> Source passage:
According to my textbook the answer is: $2\arcsin(\frac{1}{2}x) - \sin(2\arcsin(\frac{1}{2}x))$, but I'm getting something slightly different.
First I tried setting $x = 2 \sin \theta, dx = 2 \cos \theta, \theta = \arcsin(\frac{x}{2})$
$$\int \frac{4\sin^2 \theta}{\sqrt{4(1-\sin^2 \theta})}*2\cos \theta d\theta $$
$$ \int \frac{4\sin^2 \theta}{2\cos \theta}2cos\theta = \int4\sin^2\theta{d\theta}$$
Then I let $u = 2\theta$ $$4 \int \frac{\sin 2\theta + 1}{2} = 4 [\frac{1}{2}\theta + \frac{1}{4} \int \sin udu]$$
$$4[\frac{1}{2}\theta - \frac{\cos u}{4}] = 4 [\frac{\arcsin(\frac{x}{2})}{2} - \cos(2\arcsin(\frac{x}{2}))]$$
Yielding: $$2\arcsin(\frac{x}{2}) - \frac{\cos(2\arcsin(\frac{x}{2}))}{4}$$
What's wrong with this?

Excerpts of location labeling rows:
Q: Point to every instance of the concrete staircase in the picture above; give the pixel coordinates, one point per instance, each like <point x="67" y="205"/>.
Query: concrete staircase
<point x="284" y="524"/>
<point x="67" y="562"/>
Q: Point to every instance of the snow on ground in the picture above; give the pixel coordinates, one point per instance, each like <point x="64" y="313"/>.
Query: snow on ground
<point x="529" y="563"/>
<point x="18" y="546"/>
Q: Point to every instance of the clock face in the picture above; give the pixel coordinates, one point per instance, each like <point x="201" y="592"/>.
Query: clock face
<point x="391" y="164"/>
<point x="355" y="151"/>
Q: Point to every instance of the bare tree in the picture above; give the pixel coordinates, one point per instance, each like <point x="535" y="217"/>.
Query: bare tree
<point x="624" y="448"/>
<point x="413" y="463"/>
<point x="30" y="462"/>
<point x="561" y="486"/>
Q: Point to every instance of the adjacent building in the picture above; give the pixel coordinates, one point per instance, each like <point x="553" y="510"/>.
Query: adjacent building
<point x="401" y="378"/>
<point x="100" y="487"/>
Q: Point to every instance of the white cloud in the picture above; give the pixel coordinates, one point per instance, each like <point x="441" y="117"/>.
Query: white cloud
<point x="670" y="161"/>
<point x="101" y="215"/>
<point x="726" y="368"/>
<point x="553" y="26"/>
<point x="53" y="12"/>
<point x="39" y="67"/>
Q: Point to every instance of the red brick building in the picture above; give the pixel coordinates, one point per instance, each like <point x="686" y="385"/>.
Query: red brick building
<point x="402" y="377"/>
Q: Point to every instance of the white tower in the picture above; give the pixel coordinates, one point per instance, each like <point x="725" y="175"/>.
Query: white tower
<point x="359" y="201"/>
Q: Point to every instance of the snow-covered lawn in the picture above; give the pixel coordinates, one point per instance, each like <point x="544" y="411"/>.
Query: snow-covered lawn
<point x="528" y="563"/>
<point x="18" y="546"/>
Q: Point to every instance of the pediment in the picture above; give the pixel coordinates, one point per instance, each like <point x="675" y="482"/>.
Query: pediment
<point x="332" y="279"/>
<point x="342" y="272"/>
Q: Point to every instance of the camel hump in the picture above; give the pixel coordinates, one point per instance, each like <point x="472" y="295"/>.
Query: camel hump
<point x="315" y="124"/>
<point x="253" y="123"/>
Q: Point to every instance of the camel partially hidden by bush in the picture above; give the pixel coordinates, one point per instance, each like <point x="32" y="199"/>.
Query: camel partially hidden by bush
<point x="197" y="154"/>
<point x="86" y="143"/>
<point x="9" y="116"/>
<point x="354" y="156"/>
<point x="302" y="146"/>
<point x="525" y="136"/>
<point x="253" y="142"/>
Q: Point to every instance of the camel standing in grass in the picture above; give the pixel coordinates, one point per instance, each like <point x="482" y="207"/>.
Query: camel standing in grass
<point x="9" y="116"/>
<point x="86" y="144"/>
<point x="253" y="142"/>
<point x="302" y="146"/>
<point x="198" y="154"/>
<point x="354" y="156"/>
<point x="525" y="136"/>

> Your goal: Extend the post on the trigonometric substitution integral, starting after its last line. The rows are separate material and have no connection to the post on the trigonometric substitution integral.

> Output for this task:
You've apparently used an incorrect trigonometric identity,
$$\sin^2 t = \frac{1 + \sin 2t}{2}.$$
This is correct only if you erase all the sines and write cosines instead; it is false if $t = 0$, for example.
The correct identity for $\sin^2 t$ is (among several others, of course)
$$\sin^2 t = \frac{1 - \cos 2t}{2}$$
leading to
$$\int \cos 2\theta \, d\theta = \frac 1 2 \sin 2\theta = \frac 1 2 \sin(2 \arcsin x/2)$$
which has the correct form.